The lines to repeat are those below from the one containing "488L192 524L212 521L217" down to the one containing "positive clicks: (213, 476)", both included; reproduce them exactly and nothing else.

================

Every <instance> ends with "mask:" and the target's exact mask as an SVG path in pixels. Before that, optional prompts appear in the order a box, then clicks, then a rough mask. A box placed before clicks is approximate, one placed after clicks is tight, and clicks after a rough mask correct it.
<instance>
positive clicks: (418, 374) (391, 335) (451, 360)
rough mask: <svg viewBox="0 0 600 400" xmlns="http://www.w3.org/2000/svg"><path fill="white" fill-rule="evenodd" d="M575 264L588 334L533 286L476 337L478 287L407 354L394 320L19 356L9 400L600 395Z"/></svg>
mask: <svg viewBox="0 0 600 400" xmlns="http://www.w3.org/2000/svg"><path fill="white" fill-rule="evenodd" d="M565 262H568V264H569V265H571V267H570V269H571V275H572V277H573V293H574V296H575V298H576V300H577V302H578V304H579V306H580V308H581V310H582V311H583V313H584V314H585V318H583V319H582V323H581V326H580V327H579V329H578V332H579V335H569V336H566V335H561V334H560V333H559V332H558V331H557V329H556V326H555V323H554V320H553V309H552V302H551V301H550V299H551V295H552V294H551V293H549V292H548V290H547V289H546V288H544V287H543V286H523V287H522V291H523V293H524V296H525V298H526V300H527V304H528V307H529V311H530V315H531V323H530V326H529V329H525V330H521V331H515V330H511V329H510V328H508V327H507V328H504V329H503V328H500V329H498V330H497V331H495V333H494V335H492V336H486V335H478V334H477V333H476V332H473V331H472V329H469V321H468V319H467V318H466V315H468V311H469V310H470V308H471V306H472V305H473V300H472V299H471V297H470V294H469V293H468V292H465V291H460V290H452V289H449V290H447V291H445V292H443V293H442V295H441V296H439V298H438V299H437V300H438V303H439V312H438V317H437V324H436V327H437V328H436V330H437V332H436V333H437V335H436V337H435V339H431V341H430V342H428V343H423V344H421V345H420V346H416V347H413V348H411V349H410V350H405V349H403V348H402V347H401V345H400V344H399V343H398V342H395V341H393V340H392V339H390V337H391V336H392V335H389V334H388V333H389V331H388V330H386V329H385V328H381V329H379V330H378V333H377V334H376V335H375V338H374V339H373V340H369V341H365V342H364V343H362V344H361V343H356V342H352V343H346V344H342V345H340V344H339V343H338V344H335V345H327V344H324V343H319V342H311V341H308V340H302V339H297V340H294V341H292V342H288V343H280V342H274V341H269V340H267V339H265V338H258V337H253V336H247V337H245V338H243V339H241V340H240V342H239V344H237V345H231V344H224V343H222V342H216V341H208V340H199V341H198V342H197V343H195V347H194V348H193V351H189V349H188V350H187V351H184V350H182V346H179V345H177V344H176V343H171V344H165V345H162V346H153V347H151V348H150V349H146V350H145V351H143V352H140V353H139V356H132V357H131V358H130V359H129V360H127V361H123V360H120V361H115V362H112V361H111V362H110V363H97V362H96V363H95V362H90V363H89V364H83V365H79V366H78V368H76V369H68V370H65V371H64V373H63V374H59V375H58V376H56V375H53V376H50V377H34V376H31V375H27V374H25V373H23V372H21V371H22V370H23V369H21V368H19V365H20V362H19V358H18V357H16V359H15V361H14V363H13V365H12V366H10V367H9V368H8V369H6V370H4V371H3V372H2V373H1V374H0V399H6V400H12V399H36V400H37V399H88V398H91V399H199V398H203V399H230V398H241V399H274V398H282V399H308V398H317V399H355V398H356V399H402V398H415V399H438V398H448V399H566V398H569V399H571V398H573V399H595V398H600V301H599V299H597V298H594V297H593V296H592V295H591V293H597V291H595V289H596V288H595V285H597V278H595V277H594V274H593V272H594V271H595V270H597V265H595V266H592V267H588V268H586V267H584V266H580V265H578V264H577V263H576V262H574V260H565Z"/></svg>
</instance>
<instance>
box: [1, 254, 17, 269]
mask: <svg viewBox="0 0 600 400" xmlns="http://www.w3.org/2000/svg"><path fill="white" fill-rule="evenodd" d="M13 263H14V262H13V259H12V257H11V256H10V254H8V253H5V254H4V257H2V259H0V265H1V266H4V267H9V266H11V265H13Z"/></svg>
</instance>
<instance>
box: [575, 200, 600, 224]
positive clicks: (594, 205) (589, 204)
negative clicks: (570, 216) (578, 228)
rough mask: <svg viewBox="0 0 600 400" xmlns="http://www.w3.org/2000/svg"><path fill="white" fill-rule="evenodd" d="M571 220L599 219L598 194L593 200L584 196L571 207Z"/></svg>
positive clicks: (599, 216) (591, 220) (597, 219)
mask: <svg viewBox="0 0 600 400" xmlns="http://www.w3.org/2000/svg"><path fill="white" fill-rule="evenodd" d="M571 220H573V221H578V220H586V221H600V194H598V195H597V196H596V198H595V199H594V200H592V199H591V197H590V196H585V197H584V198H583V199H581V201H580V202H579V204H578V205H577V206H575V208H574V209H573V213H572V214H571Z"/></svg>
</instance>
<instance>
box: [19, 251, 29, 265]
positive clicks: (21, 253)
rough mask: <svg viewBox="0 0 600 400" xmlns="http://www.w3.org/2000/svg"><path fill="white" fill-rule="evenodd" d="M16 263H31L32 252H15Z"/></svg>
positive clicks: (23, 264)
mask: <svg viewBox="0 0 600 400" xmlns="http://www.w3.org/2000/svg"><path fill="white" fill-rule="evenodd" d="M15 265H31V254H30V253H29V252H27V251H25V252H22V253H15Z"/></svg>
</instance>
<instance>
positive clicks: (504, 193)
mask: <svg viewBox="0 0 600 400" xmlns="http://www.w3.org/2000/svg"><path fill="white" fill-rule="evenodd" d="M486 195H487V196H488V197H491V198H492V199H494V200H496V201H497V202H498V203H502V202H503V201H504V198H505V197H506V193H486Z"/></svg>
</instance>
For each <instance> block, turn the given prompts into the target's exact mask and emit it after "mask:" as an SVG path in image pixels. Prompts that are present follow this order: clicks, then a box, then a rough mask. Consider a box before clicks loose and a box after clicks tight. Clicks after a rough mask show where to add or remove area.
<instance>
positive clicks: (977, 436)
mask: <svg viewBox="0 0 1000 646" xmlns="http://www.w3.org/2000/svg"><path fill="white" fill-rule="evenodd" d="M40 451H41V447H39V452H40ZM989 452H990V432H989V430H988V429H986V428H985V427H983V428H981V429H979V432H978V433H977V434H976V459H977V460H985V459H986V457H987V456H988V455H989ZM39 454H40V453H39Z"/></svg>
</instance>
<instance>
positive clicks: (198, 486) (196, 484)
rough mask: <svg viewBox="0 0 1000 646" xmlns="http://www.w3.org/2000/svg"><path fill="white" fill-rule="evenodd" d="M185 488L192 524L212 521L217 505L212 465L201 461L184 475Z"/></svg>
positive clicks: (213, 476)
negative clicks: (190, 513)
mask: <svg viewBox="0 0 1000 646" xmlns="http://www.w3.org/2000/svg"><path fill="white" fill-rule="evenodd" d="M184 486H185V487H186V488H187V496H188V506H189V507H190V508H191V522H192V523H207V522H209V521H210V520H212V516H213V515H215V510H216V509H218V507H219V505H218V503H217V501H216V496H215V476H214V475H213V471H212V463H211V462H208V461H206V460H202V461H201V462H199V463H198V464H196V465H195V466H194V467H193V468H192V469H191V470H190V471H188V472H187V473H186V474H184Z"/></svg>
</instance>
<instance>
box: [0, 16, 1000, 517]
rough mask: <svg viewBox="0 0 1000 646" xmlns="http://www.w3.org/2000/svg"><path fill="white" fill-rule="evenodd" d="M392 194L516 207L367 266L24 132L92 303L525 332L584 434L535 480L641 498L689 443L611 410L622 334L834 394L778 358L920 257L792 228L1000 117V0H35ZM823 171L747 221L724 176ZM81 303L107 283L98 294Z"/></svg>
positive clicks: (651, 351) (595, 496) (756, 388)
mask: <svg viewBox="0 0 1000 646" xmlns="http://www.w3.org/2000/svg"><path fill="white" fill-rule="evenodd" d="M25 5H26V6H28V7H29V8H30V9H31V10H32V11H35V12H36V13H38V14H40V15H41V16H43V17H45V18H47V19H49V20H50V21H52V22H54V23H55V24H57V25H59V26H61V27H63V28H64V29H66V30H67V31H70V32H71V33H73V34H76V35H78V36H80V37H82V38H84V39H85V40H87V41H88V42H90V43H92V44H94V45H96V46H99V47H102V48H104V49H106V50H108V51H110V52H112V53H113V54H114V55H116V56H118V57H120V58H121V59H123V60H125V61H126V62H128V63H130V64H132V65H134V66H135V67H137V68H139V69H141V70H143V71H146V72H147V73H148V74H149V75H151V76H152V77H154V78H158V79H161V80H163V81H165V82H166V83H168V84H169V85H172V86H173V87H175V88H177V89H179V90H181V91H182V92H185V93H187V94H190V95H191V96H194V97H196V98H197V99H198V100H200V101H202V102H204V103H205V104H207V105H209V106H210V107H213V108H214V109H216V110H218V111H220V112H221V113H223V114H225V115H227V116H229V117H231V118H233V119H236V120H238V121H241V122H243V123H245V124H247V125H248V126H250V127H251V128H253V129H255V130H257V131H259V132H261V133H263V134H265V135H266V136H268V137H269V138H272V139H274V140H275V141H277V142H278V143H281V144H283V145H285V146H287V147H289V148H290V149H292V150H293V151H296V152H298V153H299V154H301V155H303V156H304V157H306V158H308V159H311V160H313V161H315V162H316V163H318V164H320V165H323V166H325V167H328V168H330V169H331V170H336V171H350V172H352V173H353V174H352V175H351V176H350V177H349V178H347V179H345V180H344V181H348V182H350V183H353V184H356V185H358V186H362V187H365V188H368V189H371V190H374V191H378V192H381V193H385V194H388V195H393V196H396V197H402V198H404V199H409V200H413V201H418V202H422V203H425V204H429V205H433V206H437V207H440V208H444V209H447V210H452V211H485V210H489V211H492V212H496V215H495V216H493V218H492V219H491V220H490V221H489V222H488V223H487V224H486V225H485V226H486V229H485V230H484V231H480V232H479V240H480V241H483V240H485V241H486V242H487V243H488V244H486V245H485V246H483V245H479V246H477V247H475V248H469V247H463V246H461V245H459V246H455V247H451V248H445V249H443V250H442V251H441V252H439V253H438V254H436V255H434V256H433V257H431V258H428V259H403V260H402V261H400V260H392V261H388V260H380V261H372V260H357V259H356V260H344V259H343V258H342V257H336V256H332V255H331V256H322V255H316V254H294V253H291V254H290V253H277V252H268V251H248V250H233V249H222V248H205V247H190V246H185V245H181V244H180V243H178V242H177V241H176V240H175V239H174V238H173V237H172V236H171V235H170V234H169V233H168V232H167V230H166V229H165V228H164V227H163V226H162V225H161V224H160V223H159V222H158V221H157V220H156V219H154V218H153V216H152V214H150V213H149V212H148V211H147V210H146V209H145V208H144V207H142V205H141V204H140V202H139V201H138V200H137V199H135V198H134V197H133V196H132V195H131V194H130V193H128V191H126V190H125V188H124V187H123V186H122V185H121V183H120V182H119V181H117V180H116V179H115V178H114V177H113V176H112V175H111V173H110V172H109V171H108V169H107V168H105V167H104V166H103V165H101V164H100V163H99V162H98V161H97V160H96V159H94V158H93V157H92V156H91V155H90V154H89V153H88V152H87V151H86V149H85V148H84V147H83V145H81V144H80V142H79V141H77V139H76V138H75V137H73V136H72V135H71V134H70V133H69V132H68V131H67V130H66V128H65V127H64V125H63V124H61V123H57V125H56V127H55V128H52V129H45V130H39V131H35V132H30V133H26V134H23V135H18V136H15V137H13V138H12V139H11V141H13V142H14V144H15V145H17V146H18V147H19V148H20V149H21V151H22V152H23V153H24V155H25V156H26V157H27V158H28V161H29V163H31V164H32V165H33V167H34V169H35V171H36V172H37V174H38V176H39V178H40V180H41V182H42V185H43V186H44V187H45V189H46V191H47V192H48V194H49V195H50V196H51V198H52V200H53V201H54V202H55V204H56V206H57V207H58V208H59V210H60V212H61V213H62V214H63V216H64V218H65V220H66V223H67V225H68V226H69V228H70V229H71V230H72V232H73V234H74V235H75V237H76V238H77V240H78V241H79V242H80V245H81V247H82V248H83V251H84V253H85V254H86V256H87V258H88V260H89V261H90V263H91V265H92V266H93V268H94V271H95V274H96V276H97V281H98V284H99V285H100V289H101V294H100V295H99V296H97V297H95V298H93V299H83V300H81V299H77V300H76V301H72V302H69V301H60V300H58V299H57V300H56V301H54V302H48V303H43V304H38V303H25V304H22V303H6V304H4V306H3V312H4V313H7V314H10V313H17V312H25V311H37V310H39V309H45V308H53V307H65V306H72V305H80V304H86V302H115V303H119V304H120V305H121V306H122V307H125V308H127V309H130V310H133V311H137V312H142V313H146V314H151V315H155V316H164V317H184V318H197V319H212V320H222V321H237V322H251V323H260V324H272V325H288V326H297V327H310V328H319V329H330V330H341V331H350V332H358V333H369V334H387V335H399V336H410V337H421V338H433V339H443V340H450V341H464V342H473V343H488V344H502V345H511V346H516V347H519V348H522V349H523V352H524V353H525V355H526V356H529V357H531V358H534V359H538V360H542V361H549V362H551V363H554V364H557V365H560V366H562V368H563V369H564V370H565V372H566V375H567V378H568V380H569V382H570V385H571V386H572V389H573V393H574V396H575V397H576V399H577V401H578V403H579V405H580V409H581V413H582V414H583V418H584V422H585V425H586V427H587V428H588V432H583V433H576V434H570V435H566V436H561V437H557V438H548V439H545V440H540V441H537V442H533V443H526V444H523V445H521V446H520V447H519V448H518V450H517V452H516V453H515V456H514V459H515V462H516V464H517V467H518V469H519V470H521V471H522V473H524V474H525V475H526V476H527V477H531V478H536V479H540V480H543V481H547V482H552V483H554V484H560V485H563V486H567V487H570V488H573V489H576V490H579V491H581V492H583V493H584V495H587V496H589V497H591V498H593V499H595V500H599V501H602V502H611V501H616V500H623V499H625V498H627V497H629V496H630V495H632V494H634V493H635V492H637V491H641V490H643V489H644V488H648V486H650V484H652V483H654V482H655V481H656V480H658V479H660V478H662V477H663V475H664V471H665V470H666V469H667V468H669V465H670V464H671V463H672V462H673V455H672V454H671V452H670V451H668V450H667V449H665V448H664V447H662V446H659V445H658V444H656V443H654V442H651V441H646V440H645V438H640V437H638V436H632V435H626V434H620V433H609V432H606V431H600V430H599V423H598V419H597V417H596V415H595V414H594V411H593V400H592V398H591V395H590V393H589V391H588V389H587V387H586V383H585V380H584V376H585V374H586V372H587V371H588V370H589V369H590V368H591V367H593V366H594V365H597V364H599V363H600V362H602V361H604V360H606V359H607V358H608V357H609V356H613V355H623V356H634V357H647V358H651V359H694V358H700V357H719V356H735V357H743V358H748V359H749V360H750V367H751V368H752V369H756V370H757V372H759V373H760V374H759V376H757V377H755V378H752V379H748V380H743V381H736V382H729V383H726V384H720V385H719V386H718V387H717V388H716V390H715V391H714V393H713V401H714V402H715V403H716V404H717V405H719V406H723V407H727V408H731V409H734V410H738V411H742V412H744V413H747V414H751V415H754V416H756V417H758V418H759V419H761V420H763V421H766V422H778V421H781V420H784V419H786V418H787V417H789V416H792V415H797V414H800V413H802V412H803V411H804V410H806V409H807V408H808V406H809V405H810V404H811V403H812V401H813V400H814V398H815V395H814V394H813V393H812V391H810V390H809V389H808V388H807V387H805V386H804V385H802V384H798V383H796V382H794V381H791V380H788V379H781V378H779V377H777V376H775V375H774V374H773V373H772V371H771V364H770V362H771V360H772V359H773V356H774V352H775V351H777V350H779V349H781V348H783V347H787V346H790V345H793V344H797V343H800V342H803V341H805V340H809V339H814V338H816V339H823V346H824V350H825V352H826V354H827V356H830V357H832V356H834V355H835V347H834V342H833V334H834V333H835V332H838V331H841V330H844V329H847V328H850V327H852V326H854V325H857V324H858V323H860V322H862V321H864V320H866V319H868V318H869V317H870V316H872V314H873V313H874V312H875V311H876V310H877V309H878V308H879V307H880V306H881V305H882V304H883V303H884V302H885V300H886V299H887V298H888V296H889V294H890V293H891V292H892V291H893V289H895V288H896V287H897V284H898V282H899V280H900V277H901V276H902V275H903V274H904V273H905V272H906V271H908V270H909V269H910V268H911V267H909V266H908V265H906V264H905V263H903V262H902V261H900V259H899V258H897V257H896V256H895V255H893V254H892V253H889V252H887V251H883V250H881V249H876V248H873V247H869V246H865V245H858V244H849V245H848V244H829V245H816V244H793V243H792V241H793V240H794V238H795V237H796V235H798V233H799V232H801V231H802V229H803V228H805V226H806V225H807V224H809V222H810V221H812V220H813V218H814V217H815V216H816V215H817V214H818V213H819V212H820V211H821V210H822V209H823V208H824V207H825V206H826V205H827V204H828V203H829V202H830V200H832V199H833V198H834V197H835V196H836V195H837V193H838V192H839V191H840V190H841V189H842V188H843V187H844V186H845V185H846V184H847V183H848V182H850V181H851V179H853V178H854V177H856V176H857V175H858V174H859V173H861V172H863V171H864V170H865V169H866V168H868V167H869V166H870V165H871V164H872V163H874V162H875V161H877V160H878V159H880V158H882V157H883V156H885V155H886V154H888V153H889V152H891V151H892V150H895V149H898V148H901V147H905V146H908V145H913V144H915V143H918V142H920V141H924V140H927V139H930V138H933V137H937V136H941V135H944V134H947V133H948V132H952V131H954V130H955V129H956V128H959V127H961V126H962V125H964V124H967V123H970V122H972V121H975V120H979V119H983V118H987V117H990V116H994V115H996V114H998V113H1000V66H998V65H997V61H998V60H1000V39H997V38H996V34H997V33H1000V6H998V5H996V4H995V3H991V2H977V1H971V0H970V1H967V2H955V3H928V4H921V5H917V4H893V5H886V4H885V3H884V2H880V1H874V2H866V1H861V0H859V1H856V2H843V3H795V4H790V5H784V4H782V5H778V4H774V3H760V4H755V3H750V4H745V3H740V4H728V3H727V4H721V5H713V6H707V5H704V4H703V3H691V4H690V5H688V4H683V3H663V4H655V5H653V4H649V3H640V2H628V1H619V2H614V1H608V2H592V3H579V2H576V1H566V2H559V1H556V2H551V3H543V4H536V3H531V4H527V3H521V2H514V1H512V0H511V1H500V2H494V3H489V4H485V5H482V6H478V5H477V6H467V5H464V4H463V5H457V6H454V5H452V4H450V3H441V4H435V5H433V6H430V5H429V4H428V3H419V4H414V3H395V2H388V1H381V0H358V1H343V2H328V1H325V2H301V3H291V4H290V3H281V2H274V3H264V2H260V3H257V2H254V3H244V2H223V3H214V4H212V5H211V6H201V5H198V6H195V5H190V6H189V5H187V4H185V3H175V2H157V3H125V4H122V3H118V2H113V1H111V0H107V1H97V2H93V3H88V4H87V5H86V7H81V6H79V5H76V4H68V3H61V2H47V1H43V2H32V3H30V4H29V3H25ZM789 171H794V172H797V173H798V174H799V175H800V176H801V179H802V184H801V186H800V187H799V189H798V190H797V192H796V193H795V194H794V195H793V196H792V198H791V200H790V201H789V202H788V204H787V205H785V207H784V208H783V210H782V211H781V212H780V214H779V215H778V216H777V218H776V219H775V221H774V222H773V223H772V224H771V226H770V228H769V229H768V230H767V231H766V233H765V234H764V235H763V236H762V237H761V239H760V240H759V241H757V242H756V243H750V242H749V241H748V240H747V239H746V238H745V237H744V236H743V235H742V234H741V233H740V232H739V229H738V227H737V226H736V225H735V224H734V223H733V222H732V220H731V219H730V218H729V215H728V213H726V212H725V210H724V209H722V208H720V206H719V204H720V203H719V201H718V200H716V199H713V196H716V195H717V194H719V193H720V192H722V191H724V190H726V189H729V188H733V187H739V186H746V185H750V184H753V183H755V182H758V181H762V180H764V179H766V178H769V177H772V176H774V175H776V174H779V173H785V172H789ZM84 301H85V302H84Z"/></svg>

================

__Output for this task__
rough mask: <svg viewBox="0 0 1000 646" xmlns="http://www.w3.org/2000/svg"><path fill="white" fill-rule="evenodd" d="M185 488L192 524L212 521L217 505L212 465L201 461L184 475Z"/></svg>
positive clicks: (213, 476)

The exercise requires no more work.